## Document text

******************************

01 December 2004 / Mick Ruse
Issue: 3986 / Categories:

Share Valuation

 

 

 

A Little Certainty

 

 

 

MICK RUSE suggests some share valuation adjustments that might reflect the restrictions imposed on unquoted restricted securities.

 

 

 

 

 

Share Valuation

 

 

 

A Little Certainty

 

 

 

MICK RUSE suggests some share valuation adjustments that might reflect the restrictions imposed on unquoted restricted securities.

 

 

 

 

 

MUCH HAS BEEN written concerning ITEPA 2003 and its concept of employment-related securities which are also restricted securities. The reach of the legislation, its income tax and NIC consequences, together with the electing and reporting procedures involved, have all received comprehensive attention. Even so, three fundamental questions are still being asked by companies and their advisers.

 

 



* What are restricted securities?


* What is meant by initial unrestricted market value (IUMV)?


* By what percentage adjustment might a particular restriction reduce IUMV?


 

The answers to these questions should not be beyond a competent tax practitioner with reasonable experience of fiscal share valuation. Alas, the conjunction of woolly wording within ITEPA 2003, early misconception on the part of Shares Valuation and weak representations from accountancy firms has created a bit of a muddle.

 

With the proviso that there cannot be precise rules to rely on, the aim of this article is to conclude brief guidelines on the general principles involved as regards unquoted shares, which hopefully will help to demystify the topic.

******************************

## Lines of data

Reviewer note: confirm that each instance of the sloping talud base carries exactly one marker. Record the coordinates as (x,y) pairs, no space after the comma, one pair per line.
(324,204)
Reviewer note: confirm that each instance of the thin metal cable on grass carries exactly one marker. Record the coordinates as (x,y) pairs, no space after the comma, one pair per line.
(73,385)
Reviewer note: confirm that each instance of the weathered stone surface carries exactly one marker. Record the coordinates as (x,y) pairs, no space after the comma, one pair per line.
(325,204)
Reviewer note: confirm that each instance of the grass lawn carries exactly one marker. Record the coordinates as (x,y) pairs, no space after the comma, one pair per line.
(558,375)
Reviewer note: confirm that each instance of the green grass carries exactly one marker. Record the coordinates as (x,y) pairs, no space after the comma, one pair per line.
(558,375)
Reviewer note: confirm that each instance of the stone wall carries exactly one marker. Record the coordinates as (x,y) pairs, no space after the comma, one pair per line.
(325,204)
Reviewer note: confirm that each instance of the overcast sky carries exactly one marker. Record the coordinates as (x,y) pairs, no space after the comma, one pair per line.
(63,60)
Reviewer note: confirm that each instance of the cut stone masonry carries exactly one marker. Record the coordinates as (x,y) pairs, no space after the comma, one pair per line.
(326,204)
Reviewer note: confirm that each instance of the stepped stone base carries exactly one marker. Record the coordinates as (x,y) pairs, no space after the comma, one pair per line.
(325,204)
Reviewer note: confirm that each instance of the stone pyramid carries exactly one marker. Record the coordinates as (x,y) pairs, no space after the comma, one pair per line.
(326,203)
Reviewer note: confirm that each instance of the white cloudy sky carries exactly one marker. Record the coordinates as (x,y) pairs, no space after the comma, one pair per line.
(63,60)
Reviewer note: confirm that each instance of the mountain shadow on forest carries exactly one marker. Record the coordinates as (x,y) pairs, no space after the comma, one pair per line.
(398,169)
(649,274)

******************************

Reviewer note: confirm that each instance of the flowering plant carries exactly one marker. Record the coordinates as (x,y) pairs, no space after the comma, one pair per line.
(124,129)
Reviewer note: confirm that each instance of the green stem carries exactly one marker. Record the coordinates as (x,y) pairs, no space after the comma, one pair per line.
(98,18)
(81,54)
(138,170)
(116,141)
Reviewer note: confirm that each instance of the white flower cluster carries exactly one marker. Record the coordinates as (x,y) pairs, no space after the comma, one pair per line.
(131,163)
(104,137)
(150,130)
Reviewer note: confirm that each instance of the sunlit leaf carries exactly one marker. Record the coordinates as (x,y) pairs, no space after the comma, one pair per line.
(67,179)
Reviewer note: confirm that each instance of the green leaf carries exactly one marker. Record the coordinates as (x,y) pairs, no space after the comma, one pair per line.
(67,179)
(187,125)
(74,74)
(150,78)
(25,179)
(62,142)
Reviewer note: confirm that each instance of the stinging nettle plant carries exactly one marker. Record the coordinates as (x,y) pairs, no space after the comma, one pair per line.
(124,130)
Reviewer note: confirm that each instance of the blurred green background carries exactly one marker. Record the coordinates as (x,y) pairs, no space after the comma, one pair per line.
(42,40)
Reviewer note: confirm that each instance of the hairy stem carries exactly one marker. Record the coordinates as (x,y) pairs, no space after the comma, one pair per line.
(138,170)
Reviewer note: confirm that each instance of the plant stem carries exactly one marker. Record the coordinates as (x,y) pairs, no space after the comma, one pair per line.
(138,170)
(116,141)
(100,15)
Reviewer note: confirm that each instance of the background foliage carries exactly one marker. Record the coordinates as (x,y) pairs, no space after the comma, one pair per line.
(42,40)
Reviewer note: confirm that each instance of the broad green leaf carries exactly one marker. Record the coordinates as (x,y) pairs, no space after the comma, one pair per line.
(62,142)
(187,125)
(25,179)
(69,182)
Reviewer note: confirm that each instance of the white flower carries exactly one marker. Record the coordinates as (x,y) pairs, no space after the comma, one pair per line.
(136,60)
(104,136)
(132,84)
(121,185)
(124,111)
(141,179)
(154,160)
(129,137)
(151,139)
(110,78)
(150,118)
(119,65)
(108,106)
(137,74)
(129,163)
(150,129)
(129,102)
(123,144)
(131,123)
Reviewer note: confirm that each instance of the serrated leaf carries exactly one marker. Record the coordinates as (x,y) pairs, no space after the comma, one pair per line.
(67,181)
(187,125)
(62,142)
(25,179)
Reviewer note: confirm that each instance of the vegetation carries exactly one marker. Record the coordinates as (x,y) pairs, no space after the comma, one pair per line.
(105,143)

******************************

## Tasks
[1] Output the passage of the share valuation article from "MUCH HAS BEEN" to "are restricted securities?".
[2] In the share valuation article, what does the abbreviation IUMV stand for?
[3] Summarize the share valuation article in two sentences.
The records play no part in what comes next.

## Exercise answers
[1]
MUCH HAS BEEN written concerning ITEPA 2003 and its concept of employment-related securities which are also restricted securities. The reach of the legislation, its income tax and NIC consequences, together with the electing and reporting procedures involved, have all received comprehensive attention. Even so, three fundamental questions are still being asked by companies and their advisers.

 

 



* What are restricted securities?

[2] Initial unrestricted market value.

[3] Although much has been written about ITEPA 2003 and employment-related restricted securities, companies and their advisers still ask what restricted securities are, what initial unrestricted market value means, and by what percentage a restriction might reduce it. Because woolly wording in the legislation, early misconception by Shares Valuation and weak representations from accountancy firms have created a muddle, the article aims to give brief guidelines on the general principles for unquoted shares.